╭─ ITEMS

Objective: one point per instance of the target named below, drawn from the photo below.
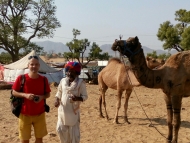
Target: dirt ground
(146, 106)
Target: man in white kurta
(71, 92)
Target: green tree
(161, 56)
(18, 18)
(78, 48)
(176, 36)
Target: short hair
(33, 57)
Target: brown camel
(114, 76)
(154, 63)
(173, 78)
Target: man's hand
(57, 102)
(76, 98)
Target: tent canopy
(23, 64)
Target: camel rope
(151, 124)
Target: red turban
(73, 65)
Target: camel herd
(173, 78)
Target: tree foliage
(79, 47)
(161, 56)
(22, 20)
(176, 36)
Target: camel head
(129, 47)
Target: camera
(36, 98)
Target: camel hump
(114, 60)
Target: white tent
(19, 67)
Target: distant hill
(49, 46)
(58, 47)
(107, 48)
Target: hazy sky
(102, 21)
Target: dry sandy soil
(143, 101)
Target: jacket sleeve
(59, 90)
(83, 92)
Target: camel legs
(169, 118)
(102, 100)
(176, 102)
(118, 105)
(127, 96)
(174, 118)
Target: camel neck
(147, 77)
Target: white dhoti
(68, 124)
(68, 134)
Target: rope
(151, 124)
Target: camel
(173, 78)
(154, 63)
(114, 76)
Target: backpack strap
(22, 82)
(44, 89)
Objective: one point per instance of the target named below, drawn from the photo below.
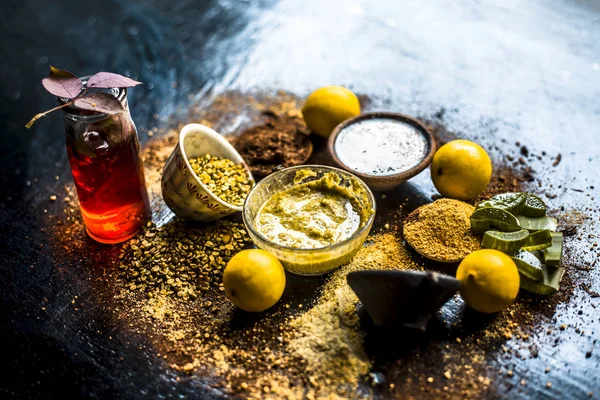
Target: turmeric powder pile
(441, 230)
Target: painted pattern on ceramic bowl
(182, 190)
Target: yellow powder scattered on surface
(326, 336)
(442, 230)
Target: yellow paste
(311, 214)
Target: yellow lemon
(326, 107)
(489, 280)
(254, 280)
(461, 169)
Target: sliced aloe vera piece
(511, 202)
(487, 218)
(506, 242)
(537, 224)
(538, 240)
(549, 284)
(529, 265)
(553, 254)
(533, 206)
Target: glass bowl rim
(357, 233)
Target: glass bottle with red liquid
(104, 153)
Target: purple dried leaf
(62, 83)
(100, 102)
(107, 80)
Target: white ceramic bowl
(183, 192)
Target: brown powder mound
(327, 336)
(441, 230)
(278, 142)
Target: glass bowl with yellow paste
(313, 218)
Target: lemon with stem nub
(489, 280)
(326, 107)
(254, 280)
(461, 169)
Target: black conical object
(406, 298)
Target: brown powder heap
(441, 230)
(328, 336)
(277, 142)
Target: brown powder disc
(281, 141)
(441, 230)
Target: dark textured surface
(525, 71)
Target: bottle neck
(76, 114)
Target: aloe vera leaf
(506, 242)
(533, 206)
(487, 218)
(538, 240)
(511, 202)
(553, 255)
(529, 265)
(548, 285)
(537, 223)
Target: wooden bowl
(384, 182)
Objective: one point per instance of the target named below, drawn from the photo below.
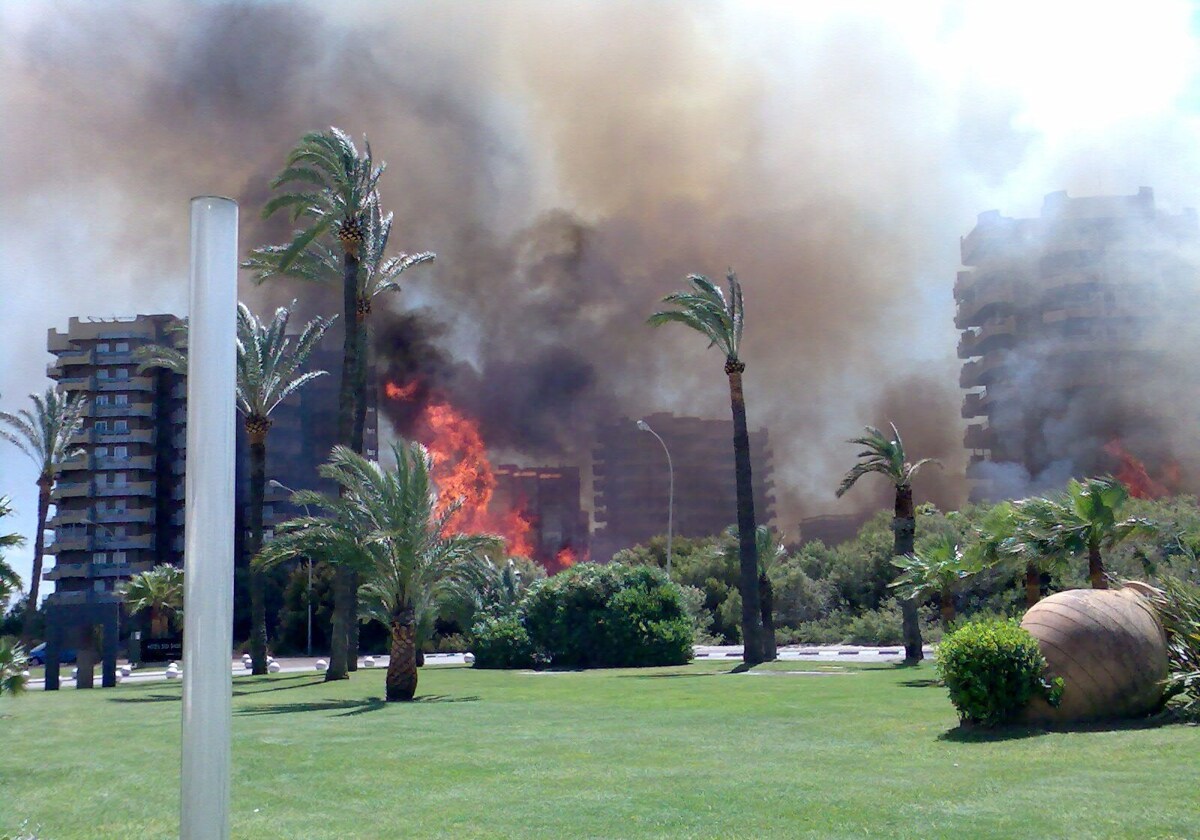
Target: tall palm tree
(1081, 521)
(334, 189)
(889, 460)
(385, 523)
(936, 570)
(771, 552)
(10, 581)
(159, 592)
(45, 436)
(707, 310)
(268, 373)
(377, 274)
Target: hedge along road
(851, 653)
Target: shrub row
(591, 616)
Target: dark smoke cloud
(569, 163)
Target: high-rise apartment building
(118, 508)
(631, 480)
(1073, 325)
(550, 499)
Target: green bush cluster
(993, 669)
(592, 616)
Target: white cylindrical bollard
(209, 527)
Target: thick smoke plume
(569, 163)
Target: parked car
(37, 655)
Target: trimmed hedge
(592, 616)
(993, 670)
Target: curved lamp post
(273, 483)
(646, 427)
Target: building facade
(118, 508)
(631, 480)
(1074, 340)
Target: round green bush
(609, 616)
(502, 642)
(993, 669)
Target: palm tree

╰─
╭─ ITEMS

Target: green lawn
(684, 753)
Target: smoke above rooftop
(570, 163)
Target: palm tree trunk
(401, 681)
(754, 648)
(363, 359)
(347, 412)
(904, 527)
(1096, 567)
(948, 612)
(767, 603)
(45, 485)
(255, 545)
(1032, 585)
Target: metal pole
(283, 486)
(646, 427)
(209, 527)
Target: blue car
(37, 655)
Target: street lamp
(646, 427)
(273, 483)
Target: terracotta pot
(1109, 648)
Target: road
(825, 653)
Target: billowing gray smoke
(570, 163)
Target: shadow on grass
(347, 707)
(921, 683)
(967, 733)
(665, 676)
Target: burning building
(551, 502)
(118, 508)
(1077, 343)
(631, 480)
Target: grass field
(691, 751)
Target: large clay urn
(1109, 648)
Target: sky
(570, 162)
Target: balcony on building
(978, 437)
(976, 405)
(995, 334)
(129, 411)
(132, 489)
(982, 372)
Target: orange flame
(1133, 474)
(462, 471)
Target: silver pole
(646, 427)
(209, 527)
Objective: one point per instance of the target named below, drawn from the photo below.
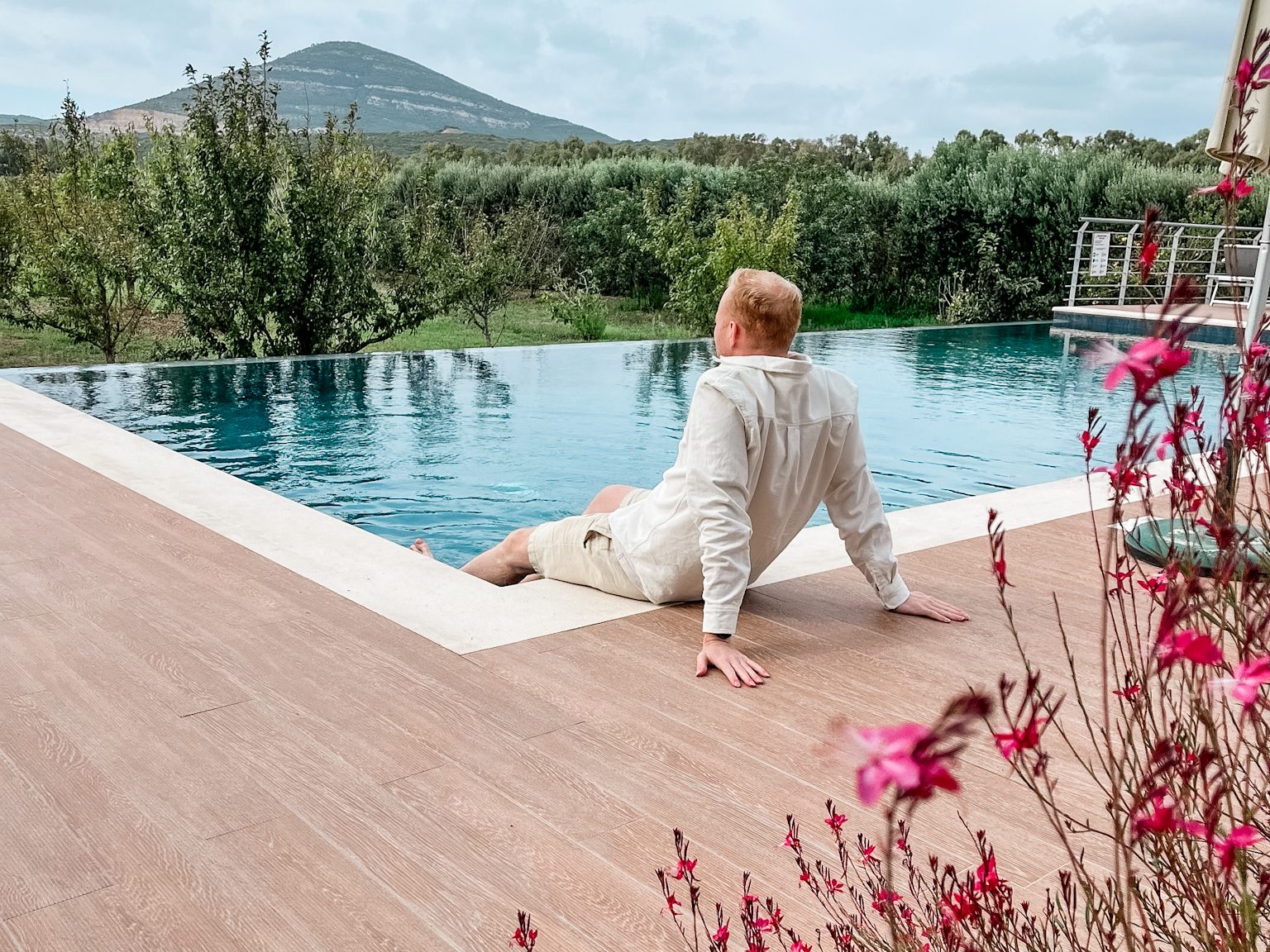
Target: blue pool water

╰─
╭─ ITEMS

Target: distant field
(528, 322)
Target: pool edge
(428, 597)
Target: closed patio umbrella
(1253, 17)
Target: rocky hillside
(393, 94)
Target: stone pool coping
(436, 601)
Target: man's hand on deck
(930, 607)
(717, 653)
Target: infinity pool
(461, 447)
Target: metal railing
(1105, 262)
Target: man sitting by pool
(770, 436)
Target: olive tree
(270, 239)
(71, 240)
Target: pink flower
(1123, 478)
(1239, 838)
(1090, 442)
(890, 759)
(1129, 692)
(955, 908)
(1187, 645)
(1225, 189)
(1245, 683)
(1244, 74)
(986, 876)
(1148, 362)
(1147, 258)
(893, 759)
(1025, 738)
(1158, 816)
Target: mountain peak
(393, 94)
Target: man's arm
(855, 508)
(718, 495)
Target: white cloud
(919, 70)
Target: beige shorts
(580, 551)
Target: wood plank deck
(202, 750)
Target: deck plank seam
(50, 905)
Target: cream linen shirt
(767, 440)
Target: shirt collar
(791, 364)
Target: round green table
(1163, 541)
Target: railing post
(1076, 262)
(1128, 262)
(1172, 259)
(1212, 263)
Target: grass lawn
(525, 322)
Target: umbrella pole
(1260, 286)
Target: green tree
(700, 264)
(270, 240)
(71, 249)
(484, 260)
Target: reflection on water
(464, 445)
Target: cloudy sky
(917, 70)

╰─

Turn everything from the line with "Target: pool edge" down to the line with "(1105, 262)", both included, into a Markdown table with the columns Row and Line. Give each line its own numbered row and leave out blank lines.

| Row | Line |
|---|---|
| 1 | Target: pool edge |
| 2 | (428, 597) |
| 3 | Target: closed patio umbrella |
| 4 | (1253, 17) |
| 5 | Target: rocky hillside |
| 6 | (393, 94) |
| 7 | Target: stone pool coping |
| 8 | (436, 601) |
| 9 | Target: man's hand on deck |
| 10 | (930, 607) |
| 11 | (717, 653) |
| 12 | Target: infinity pool |
| 13 | (461, 447) |
| 14 | Target: metal railing |
| 15 | (1105, 262) |